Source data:
= Beginning of Section =

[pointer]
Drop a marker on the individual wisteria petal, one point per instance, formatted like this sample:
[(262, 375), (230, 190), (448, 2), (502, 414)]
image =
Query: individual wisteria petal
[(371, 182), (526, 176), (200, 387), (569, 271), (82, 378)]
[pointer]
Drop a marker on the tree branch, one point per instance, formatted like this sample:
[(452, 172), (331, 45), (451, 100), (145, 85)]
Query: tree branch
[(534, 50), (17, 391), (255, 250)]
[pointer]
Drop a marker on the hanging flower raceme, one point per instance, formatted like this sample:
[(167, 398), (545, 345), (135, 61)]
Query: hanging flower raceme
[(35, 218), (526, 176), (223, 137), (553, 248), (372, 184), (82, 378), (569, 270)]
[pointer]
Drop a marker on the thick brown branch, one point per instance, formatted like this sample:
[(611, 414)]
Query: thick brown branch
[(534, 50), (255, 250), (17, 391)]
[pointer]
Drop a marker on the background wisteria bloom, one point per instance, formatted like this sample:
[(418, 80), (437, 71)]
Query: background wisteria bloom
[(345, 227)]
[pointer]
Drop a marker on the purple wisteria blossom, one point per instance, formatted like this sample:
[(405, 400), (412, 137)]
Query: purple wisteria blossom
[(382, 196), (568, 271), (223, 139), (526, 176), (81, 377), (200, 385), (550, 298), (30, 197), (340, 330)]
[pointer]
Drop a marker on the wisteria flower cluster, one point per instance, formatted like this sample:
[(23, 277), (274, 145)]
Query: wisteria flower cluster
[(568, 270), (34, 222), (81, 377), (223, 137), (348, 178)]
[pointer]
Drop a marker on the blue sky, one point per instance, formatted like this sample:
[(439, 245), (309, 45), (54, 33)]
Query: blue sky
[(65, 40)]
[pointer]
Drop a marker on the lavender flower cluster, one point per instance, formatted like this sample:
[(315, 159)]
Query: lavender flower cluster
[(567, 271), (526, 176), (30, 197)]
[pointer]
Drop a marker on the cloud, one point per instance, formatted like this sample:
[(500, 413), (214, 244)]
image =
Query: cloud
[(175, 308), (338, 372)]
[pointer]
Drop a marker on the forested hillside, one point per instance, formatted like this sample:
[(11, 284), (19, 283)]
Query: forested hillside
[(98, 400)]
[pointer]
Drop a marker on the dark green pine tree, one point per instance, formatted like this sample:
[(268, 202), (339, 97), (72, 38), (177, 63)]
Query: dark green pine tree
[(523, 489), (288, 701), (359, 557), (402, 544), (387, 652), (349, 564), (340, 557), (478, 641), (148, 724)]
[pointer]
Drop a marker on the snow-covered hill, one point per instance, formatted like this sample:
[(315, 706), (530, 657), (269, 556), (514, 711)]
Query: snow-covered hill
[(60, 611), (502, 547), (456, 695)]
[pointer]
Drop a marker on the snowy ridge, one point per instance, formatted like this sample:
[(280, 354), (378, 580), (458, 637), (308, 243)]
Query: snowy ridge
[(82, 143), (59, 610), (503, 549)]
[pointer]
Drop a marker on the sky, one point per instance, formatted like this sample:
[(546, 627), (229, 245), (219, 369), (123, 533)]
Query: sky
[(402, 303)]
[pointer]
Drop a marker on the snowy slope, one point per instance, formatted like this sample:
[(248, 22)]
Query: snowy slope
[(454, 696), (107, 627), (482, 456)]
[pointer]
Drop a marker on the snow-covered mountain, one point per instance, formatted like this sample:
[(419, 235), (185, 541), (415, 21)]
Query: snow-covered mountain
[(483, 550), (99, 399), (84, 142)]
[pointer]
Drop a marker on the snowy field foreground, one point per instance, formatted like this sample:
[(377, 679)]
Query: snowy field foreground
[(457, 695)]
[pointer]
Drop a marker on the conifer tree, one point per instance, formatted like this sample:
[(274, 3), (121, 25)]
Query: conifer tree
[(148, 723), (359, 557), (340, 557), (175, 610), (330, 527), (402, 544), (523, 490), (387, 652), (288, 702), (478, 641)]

= End of Section =

__Exercise description__
Would you set the entries down again, exactly as they were written?

__Answer area__
[pointer]
Drop a marker on the individual wisteria petal, one point per instance, formatted like this sample:
[(262, 375), (230, 190), (448, 2), (502, 414)]
image =
Query: individual wisteria petal
[(371, 182), (526, 176), (200, 387), (569, 271), (82, 378)]
[pointer]
Drop a marker on the tree branch, one point per instance, formatted like this sample:
[(452, 172), (331, 45), (451, 100), (145, 85)]
Query: tree branch
[(534, 50), (17, 391), (255, 250)]
[pointer]
Drop a marker on the hanging flower raceme, one point per instance, formatted like this sample:
[(167, 398), (545, 345), (135, 61)]
Query: hanging flower raceme
[(35, 218), (526, 176), (223, 137), (553, 248), (372, 184), (82, 378), (569, 270)]
[pointer]
Drop a marker on the thick brown branch, one point per instance, formatted like this sample:
[(611, 414)]
Query: thick brown branch
[(534, 50), (255, 250), (17, 391)]
[pointer]
Drop a marker on the background wisteria bloom, one point per instance, formatted like this sample:
[(418, 80), (437, 71)]
Query: background wisteria bloom
[(345, 227)]
[pointer]
Drop a marker on the purple wisteria blossom, one point per instance, formatted like this sample:
[(405, 400), (412, 137)]
Query: purple wisteria blossom
[(382, 196), (568, 271), (223, 139), (526, 176), (81, 377), (200, 385), (550, 298), (30, 197), (340, 330)]
[pointer]
Drop a marker on the wisteria flower cluster, one point per instance, formatted like this sample:
[(23, 277), (274, 145)]
Query: wisteria flower cluster
[(568, 270), (34, 222), (81, 377), (223, 137), (348, 178)]
[pointer]
Drop a marker on the blue sky, one point per instance, formatted like this sample:
[(439, 245), (309, 45), (54, 33)]
Query: blue sky
[(65, 40)]
[pointer]
Drop a marker on the lavender flower cluster, one point per instance, formatted like this sample:
[(315, 159)]
Query: lavender flower cluster
[(567, 271), (526, 176), (30, 197)]
[pointer]
Drop a marker on the cloud, one point per instance, formatted like this sample:
[(500, 413), (214, 244)]
image =
Query: cloud
[(175, 308), (338, 372)]
[pointer]
Drop a marker on the forested hillside, one point per instance, formatted like this sample:
[(11, 284), (19, 283)]
Query: forested hillside
[(98, 400)]
[pointer]
Drop a marker on the dark green pine tree, one point per instance, formatted like this sample:
[(268, 202), (339, 97), (72, 38), (177, 63)]
Query: dark green pine tree
[(523, 489), (288, 701), (359, 557), (402, 544), (387, 652), (349, 564), (340, 557), (478, 641), (148, 724)]
[pointer]
Drop a marker on the snow-covered hill, one point per instance, formatted like this sample:
[(315, 706), (530, 657), (269, 556), (514, 711)]
Query: snow-covered hill
[(60, 611), (502, 547), (456, 695)]
[pointer]
Drop a marker on the snowy ridge, one point per instance, formatted like this sample:
[(280, 354), (378, 580), (458, 637), (308, 243)]
Query: snowy ridge
[(82, 143), (59, 610), (503, 549)]
[pointer]
Drop a marker on the sky, one point per instance, formatted like this sample:
[(546, 627), (229, 245), (219, 369), (123, 533)]
Query: sky
[(402, 303)]
[pointer]
Drop a marker on the snowy slope, one point per instance, formatted like this sample:
[(248, 22)]
Query: snowy slope
[(454, 696), (107, 627), (482, 456)]
[pointer]
Drop a marker on the snow-covered mountain, one point per instance, formatted like this sample:
[(419, 235), (185, 541), (415, 21)]
Query: snow-covered mountain
[(483, 550), (99, 399), (84, 142)]
[pointer]
Drop a marker on the snowy field foreground, one point per instance, formatted like this sample:
[(377, 679)]
Query: snowy field foreground
[(457, 695)]
[pointer]
Drop a marker on the conifer tree, one point per instance, formatted like this sample:
[(274, 3), (121, 25)]
Query: conifer tree
[(148, 723), (359, 557), (340, 557), (175, 610), (330, 527), (402, 544), (523, 490), (387, 652), (288, 702), (478, 641)]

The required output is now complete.